Seward: Prince Harry’s ‘Spare’ is ‘completely untrue’, ‘he chooses to be the victim’

It’s been more than two years since the publication of Prince Harry’s Spare. It was a huge publishing success, one of the most bestselling memoirs of all time. As much as the royalists try to nitpick it, Spare completely reset so many narratives about Harry, his wife and the royal family entirely. There is SO MUCH that the royalist media can no longer get away with claiming about Harry and the Windsors because Harry wrote the definitive account of his own life. Those people have been furious about that ever since, and they’re still trying to find a way to delegitimize Spare and they’re still trying to find a way to say that Harry is an unreliable narrator of his own life. Speaking of, Ingrid Seward is still shilling her dumb book, and she now claims that Spare is “completely untrue” and her books are more honest because something something she’s not the spare!

Playing second fiddle to William throughout his life seemed to take a massive toll on Harry, which culminated in his scathing 2023 book ‘Spare’ about his brother and the whole Royal Family. Ingrid Seward, who has spent 40 years following The Firm, claimed that Harry’s emotional problems had been caused by him allowing the ‘Spare’ label to ‘dominate his life – to the extent that he has now made a career out of it’.

Stored data entries:

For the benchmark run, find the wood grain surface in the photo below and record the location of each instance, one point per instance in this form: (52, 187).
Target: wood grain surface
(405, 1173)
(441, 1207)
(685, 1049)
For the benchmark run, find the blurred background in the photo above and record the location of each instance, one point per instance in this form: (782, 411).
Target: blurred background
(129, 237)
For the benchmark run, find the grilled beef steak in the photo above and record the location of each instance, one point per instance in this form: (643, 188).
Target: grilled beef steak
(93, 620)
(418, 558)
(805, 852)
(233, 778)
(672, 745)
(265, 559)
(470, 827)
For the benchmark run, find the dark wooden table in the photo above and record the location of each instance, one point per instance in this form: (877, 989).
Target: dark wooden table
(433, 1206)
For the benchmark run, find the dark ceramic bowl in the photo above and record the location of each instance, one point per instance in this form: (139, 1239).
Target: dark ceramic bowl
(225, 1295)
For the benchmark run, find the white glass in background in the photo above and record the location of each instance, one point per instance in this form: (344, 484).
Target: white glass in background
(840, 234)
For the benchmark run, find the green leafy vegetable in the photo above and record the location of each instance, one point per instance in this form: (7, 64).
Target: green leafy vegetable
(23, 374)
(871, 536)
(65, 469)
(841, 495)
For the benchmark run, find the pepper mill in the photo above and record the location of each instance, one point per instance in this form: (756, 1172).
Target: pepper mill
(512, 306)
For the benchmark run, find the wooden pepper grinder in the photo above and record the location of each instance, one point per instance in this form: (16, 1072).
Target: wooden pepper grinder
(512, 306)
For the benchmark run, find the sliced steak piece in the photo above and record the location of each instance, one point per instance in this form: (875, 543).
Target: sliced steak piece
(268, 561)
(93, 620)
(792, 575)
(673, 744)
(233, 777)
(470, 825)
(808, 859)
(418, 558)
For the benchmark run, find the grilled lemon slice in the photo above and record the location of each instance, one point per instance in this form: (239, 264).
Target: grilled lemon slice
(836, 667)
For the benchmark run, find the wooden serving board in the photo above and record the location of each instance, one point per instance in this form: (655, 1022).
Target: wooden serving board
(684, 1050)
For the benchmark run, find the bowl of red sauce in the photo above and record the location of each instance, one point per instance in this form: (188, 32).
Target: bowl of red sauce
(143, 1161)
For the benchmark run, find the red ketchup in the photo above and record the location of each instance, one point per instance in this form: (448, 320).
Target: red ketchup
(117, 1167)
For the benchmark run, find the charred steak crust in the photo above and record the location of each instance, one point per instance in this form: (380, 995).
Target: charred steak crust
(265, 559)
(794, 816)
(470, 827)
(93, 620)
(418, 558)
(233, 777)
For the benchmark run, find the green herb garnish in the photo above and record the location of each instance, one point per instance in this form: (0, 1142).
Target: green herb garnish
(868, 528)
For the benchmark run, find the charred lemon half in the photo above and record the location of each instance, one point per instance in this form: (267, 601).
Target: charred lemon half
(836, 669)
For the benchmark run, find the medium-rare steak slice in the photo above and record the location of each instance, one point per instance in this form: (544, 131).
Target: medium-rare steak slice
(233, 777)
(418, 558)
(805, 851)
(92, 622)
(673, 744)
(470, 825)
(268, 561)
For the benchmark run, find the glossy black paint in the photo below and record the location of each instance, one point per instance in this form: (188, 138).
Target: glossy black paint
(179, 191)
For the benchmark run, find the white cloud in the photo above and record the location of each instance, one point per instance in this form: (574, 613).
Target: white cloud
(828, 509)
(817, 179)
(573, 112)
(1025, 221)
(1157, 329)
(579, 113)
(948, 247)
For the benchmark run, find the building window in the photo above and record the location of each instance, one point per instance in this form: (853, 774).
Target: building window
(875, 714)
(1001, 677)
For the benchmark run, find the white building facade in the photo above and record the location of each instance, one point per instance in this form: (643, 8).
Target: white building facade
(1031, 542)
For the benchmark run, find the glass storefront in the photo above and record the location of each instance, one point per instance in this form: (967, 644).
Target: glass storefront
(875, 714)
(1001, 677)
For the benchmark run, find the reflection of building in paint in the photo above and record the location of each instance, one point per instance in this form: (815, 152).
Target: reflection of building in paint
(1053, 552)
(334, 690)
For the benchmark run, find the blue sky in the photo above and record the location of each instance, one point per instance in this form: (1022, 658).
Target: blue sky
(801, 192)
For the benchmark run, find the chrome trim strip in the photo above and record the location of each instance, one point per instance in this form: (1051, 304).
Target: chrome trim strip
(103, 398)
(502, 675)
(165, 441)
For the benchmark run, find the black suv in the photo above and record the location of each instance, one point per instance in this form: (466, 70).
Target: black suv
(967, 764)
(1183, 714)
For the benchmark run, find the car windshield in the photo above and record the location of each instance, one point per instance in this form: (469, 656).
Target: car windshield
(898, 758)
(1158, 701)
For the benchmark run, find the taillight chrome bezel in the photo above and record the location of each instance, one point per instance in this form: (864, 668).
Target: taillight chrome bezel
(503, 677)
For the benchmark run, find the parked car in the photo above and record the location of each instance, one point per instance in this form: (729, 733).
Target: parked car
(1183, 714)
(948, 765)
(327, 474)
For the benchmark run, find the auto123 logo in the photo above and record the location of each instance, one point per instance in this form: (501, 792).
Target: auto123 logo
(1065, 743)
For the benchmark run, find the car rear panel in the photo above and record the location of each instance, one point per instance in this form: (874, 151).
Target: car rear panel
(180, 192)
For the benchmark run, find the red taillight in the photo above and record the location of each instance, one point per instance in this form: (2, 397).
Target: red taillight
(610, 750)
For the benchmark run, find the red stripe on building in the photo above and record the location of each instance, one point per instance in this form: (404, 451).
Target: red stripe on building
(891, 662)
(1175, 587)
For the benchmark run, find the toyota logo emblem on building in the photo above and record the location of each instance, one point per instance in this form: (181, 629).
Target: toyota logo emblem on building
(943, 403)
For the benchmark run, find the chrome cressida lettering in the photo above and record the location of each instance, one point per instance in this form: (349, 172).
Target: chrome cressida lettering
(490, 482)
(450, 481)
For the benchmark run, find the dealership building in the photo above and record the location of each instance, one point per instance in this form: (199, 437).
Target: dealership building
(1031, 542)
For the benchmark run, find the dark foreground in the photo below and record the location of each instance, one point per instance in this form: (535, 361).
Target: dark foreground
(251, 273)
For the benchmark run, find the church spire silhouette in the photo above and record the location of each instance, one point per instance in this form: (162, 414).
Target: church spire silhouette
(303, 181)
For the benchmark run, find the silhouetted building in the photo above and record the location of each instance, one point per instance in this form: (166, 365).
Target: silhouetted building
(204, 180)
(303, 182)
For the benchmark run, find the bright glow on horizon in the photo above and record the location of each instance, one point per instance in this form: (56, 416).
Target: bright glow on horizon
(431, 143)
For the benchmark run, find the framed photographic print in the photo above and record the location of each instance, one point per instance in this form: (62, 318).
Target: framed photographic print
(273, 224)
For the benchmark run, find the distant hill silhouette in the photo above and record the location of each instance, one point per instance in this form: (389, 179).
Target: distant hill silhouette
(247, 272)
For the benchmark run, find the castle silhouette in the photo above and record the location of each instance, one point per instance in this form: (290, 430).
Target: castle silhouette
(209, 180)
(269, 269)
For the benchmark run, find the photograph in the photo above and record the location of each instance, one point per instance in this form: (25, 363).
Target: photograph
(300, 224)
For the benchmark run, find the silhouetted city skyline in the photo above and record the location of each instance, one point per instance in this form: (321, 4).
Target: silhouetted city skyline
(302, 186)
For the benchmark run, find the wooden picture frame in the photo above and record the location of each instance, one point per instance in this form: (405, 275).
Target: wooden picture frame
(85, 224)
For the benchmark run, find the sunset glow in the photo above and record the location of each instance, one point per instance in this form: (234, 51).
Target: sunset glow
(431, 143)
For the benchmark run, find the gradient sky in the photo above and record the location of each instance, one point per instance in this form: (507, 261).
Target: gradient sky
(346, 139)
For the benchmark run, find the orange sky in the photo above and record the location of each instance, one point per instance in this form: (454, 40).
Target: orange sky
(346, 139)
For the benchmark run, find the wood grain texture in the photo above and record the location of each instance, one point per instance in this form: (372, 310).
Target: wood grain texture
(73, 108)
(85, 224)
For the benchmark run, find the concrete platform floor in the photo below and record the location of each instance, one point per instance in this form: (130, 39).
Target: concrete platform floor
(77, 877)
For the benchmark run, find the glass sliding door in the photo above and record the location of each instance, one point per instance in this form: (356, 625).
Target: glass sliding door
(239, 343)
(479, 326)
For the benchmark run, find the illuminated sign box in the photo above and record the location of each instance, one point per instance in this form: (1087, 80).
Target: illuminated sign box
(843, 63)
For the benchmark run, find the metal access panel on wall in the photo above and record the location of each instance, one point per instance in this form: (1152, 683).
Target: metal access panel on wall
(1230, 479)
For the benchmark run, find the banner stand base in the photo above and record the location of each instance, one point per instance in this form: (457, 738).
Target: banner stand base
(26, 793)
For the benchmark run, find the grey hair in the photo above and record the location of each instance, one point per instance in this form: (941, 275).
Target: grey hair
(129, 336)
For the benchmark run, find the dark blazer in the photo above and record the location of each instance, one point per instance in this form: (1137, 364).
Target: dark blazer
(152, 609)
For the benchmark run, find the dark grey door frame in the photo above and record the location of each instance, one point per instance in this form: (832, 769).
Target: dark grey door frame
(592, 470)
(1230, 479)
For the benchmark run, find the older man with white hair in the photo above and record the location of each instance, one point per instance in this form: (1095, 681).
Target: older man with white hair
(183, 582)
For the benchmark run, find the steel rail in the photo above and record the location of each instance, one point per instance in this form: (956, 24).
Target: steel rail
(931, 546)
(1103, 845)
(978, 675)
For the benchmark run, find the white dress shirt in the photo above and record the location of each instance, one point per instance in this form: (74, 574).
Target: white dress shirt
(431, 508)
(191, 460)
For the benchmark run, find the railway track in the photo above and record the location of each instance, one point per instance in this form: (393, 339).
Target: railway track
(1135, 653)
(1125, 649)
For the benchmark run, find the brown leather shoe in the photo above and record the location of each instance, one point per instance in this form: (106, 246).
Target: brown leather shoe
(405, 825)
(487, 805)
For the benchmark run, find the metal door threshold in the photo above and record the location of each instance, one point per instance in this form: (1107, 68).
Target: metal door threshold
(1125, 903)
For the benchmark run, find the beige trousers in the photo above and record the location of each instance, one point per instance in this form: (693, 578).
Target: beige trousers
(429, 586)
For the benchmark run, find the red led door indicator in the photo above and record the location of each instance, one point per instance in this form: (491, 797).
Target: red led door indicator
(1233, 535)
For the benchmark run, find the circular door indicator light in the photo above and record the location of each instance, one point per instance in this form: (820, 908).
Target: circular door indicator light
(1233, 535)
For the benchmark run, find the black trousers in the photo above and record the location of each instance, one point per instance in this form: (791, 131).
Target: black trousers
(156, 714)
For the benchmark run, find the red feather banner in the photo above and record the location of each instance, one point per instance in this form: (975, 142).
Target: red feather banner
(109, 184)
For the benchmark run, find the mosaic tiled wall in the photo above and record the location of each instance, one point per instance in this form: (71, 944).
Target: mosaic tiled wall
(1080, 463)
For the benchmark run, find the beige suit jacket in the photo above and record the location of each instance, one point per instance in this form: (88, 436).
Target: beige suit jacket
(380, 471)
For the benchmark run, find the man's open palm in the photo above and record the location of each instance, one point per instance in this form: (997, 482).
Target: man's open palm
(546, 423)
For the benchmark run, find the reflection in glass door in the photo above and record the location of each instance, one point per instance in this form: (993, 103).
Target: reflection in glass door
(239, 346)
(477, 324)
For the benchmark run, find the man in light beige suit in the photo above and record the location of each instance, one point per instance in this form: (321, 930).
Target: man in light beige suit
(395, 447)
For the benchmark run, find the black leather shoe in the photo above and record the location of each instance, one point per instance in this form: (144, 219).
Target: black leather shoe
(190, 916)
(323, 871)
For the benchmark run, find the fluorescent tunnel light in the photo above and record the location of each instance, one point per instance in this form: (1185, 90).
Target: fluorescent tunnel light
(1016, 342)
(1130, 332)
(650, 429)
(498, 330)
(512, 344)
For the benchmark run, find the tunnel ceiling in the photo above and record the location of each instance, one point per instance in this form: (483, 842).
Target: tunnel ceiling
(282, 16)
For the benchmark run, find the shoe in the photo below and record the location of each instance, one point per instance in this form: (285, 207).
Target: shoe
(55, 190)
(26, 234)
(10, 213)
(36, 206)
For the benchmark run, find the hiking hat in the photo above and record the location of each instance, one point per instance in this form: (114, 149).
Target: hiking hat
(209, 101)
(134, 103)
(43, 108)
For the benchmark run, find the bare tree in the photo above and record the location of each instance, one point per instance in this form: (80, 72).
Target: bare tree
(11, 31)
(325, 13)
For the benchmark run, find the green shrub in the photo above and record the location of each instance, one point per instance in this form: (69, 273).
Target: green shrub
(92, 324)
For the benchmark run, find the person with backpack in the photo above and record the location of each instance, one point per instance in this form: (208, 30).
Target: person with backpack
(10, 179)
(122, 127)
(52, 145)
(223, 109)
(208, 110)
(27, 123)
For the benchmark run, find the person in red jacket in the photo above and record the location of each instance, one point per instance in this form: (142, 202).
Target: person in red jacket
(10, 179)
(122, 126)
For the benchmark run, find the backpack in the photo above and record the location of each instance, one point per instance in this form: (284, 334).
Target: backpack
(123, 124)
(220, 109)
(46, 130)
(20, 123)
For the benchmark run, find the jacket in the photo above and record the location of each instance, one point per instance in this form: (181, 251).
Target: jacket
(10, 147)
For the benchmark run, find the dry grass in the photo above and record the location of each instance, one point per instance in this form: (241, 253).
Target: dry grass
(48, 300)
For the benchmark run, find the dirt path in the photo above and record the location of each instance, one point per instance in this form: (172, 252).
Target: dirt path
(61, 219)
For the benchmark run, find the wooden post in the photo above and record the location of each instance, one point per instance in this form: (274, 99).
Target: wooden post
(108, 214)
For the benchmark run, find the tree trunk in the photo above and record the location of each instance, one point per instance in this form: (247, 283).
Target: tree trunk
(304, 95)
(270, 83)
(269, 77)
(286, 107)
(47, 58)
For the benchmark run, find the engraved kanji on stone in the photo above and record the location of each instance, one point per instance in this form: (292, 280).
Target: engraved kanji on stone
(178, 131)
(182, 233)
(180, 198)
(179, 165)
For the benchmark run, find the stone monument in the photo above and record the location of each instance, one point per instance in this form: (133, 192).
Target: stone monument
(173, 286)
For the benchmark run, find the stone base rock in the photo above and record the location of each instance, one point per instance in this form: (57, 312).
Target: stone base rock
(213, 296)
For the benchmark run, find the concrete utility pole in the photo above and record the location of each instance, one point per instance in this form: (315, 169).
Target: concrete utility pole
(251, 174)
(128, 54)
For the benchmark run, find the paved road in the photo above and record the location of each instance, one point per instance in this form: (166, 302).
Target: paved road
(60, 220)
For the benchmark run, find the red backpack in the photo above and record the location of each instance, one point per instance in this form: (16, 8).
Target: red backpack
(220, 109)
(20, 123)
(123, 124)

### Set of tasks
1) In the post about Ingrid Seward's criticism of Spare, how long has Seward spent following The Firm?
2) Extend the post about Ingrid Seward's criticism of Prince Harry's Spare, picking up after its final sentence.

### Results in order
1) 40 years.

2)
She said: ‘He chooses to be the victim and wreak vengeance on the slights he thought he had suffered; on his family, on the press and through the courts.’

The editor of Majesty magazine claimed Harry’s account was ‘completely untrue’ but it was instead ‘how Harry chose to see himself’.

Seward, 77, has spent decades covering The Firm and its highs and lows – from the War of the Waleses, to Toegate to Megxit and beyond. Like many journalists of her generation, she would often find herself invited to Kensington Palace for cosy chats with Princess Diana or to the ski slopes of Switzerland with Charles, William and Harry. She witnessed at close quarters ‘the boys’ grow into men, becoming one of the most qualified people to comment on why Harry couldn’t be happy in his position within the Royal Family.

After all, it wasn’t all bad being the Spare, as the role allowed Harry far greater freedom than his elder brother. Instead of always having to be the serious one and shoulder the responsibility for the whole family business, he was allowed to enjoy his life more – all the while in the lap of luxury. Harry would play the fool and get away with childish antics, such as standing behind visitors and pulling funny faces behind their backs to make William laugh when he had to meet them. At the age of nine, Harry turned to his brother and declared: ‘You’re going to be King; it doesn’t matter what I do.’

Put another way, according to Seward in her most recent book My Mother And I, he saw this as a licence to do almost whatever he wanted. Perhaps due to their thirst for attention of their mother, Harry also always felt like he needed to compete in everything with his brother, which was especially difficult given William was notably more successful at school.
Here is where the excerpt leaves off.